• _Tasks to complete_
1 – In the Kris Massie article, which SANFL club did Massie play much of his football with in 2005?
2 – Carry on the Kris Massie article from the point where it ends.

** Opening Passage block **

Personal information
- Full name: Kris Massie
- Born: 30 May 1980 (age 46) Sweden
- Original team: Dandenong Stingrays
- Draft: 7th overall, 1997
- Height: 188 cm (6 ft 2 in)
- Weight: 83 kg (183 lb)
- Position: Defender

Playing career^{1}
- Years: Club / Games (Goals)
- 1998–2001: Carlton / 043 (12)
- 2002–2008: Adelaide / 088 (11)
- Total:  / 131 (23)

Coaching career
- Years: Club / Games (W–L–D)
- 2011–2013: Glenelg (SANFL) / 50 (17–33–0)
- ^{1} Playing statistics correct to the end of 2013.

Career highlights
- AFL Rising Star nominee: 1998;

= Kris Massie =

Australian rules footballer and coach

Kris Massie (born Kristiaan Martinger, 30 May 1980) is an Australian rules football coach and former player who played for the Carlton Football Club and Adelaide Football Club in the Australian Football League (AFL). He also coached the Glenelg Football Club in the South Australian National Football League (SANFL) from 2011 to 2013.

==AFL career==
Massie was recruited to the Carlton in the 1997 AFL draft and won a Rising Star nomination in his first AFL season (1998) after debuting less than two weeks before his 18th birthday. As a utility player, Massie failed to live up to his top 10 draft pick status, however, and only managed 43 games in four seasons at Carlton before being traded.

At Adelaide, Massie held his spot in the side late in the 2002 season, and in 2003 again performed well enough to hold his spot for the finals series. 2004 saw him play the first 11 games, but he only managed one more match for the year, in Round 17.

In 2005, Massie had turned 25 and was now an experienced member of the team. Kept in as a depth player, Massie played much of his football with Norwood in the SANFL and only managed three games for the year, including the Qualifying Final. He returned to regular senior selection in 2006, playing 20 games. He missed the first half of 2007 due to injury before coming back for Round 12.

** Closing Passage block **
** Opening Provided records block **

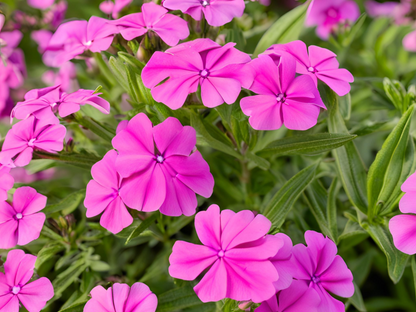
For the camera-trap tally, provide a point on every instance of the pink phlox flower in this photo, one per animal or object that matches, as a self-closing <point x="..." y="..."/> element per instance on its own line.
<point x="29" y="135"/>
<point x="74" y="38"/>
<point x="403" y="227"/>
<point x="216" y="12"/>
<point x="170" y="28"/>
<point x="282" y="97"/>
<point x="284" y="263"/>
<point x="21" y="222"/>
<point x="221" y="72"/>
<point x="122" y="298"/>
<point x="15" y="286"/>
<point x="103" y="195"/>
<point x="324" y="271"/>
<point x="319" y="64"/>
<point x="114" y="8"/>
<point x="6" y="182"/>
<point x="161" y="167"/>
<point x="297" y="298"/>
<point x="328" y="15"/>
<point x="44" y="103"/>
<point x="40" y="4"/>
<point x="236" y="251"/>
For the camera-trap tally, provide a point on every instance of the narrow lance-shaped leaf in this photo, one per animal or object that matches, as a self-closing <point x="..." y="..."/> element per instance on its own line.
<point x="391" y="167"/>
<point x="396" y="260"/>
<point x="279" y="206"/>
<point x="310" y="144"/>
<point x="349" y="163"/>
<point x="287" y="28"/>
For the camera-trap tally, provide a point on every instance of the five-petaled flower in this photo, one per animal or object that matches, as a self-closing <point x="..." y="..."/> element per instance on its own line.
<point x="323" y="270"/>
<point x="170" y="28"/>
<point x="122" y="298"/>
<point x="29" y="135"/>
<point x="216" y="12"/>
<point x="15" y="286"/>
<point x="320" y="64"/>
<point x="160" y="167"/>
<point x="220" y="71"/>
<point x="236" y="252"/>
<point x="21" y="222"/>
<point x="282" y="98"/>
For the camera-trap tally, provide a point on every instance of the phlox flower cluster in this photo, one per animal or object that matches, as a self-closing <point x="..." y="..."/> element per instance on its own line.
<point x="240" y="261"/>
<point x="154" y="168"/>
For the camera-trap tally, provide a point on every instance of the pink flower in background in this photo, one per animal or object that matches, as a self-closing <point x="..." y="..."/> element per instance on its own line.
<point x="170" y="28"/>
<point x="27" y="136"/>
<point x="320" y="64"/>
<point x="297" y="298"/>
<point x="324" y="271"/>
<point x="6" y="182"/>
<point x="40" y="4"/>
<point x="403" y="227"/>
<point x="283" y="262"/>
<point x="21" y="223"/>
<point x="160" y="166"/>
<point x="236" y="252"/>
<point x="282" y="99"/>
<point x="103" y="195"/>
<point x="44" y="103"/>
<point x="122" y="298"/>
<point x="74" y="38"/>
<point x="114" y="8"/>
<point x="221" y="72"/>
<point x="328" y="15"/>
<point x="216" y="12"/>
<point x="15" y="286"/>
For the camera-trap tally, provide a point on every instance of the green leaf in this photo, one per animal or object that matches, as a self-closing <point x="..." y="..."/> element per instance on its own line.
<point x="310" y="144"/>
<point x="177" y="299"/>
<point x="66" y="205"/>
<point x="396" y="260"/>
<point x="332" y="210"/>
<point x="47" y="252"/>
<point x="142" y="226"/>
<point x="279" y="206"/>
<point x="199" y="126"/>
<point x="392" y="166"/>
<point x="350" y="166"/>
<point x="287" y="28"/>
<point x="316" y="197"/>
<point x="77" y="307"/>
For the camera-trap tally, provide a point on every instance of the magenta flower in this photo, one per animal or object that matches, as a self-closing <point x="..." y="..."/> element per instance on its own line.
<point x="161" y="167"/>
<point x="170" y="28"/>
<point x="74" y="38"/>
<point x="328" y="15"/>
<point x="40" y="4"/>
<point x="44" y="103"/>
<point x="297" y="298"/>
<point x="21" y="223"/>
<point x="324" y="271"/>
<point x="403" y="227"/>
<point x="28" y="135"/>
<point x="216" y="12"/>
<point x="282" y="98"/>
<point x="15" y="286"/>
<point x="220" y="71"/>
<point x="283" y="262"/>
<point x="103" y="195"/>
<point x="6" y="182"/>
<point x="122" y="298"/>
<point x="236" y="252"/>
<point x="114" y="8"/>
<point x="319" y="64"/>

** Closing Provided records block **

• _Numbered answers_
1 – Norwood.

2 –
==Post-AFL career==
Massie was delisted by Adelaide at the end of the 2008 season, and signed to play as a contracted player for Norwood in the SANFL in 2009.

In 2010, Massie moved into coaching, taking the role as the under-18s coach at Glenelg, taking the young Bays to the premiership, then becoming Glenelg's reserves coach in 2011. On 20 June 2011, Glenelg head coach Mark Mickan was sacked by the club following poor onfield performances, and Massie was installed as caretaker season coach for the remainder of the 2011 season, and was appointed as senior coach for the 2012 season. His contract was not renewed at the end of 2013, finishing with a career senior coaching record of 17–33 for Glenelg.

==Personal life==
Massie was diagnosed with chronic fatigue in 2002. He combatted his diagnosis with the establishment of a small business known as Chi Train. Co-owned with his wife Trace, Massie's business develops healthy lifestyles for their clients. Massie and his wife have three children.